▶ REQUIRED WORK
Rewrite all the entries below, changing each "Show me each one" to "Mark every instance" and leaving everything else unchanged. Omit the pictures from your version.
━━━ RECORDS FOR THIS EXERCISE ━━━
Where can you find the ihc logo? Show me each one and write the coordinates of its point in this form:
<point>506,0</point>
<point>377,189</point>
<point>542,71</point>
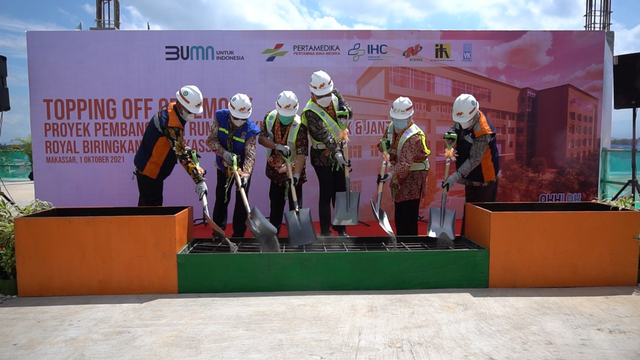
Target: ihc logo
<point>356,52</point>
<point>273,53</point>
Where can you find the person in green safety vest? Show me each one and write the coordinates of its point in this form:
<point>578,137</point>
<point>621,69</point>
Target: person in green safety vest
<point>233,134</point>
<point>326,115</point>
<point>408,155</point>
<point>284,131</point>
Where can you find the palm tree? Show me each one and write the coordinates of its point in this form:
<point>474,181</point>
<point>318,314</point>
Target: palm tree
<point>27,149</point>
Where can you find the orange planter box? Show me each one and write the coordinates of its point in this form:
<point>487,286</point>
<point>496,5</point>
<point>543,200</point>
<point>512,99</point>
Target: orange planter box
<point>556,244</point>
<point>101,251</point>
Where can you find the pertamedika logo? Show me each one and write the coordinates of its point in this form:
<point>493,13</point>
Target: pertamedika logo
<point>412,51</point>
<point>442,52</point>
<point>199,52</point>
<point>275,52</point>
<point>316,50</point>
<point>374,52</point>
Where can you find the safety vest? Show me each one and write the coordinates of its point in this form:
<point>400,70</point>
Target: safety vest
<point>293,132</point>
<point>490,162</point>
<point>334,126</point>
<point>412,130</point>
<point>155,157</point>
<point>239,137</point>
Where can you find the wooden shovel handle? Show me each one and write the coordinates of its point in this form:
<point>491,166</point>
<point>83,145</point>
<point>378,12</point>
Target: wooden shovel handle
<point>294,196</point>
<point>383,170</point>
<point>242,193</point>
<point>345,154</point>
━━━
▶ OUTPUT FOR THIS EXERCISE
Where can you find the ihc logo? Mark every instance and write the coordinates of its point in this form:
<point>506,0</point>
<point>377,189</point>
<point>542,71</point>
Target: ihc logo
<point>356,52</point>
<point>273,53</point>
Where can you find the person in green safety vest? Mark every instance and write the coordinates of its point in this form:
<point>578,137</point>
<point>621,69</point>
Target: person in green safety vest
<point>233,134</point>
<point>326,115</point>
<point>408,155</point>
<point>284,131</point>
Where can you find the palm tree? Mark every instance and write the coordinates of its point in this form:
<point>474,181</point>
<point>318,314</point>
Target: palm tree
<point>27,149</point>
Where can you find the orange planter box? Mark every instance and write the coordinates of its point in this form:
<point>487,286</point>
<point>496,5</point>
<point>543,200</point>
<point>512,99</point>
Target: orange planter box
<point>556,244</point>
<point>101,251</point>
Where can you find the pertamedika logo? Mark every instance and write the coordinates of its point in this form:
<point>493,13</point>
Target: pertamedika logo
<point>412,51</point>
<point>442,52</point>
<point>199,52</point>
<point>275,52</point>
<point>316,50</point>
<point>374,52</point>
Where can you find the safety vest? Mark every instance and write the coordinates of its point in this form:
<point>400,70</point>
Target: safety vest
<point>293,132</point>
<point>490,162</point>
<point>334,126</point>
<point>412,130</point>
<point>155,157</point>
<point>239,137</point>
Where can you find the wooden shovel handle? Mark every instance and write the coordinates of its point in this form:
<point>491,166</point>
<point>83,145</point>
<point>378,12</point>
Target: wooden shovel handle
<point>294,196</point>
<point>383,170</point>
<point>242,193</point>
<point>345,154</point>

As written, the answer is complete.